Document excerpt:
==================================================
# Gasoline ?



## Stu (Sep 25, 2017)

Just purchased an Ariens Deluxe 28 SHO snowblower and the dealer is recommending the use of mid-grade (89) gasoline, but the owner's manual recommends 87 (regular) or higher.

Any thoughts/recommendations would be appreciate


----------



## UNDERTAKER (Dec 30, 2013)

*Yeah the 89 octane is the bees knees man. ran that in the lawn mower this year and it was humming like a Detroit Diesel. Anyhoo, ALOHA from the Paradise City.:smiley-rpg027::smiley-rpg027::smiley-rpg027::smiley-rpg027::smiley-rpg027:*


----------



## unknown1 (Dec 13, 2015)

Moderators

This looks like a duplicate of this other thread http://www.snowblowerforum.com/forum/ariens/118369-gasoline.html


----------



## Dee74 (Nov 18, 2017)

I am not sure what octane I run but I try to find ethanol free gas. If I cannot find it I use an ethanol treatment in my gas can.


Sent from my iPad using Tapatalk


----------



## RIT333 (Feb 6, 2014)

Unless the 89 is ethanol free, then there is no advantage using it over 87 octane, except it will drain your wallet quicker.
==================================================
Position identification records
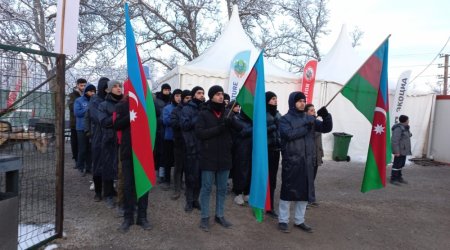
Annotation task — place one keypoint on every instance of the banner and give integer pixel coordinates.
(67, 27)
(400, 95)
(309, 78)
(238, 70)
==================================================
Directive: Repeat the forum thread on gasoline word for word, from "Just purchased an" up to and including "(Dec 30, 2013)".

Output:
Just purchased an Ariens Deluxe 28 SHO snowblower and the dealer is recommending the use of mid-grade (89) gasoline, but the owner's manual recommends 87 (regular) or higher.

Any thoughts/recommendations would be appreciate


----------



## UNDERTAKER (Dec 30, 2013)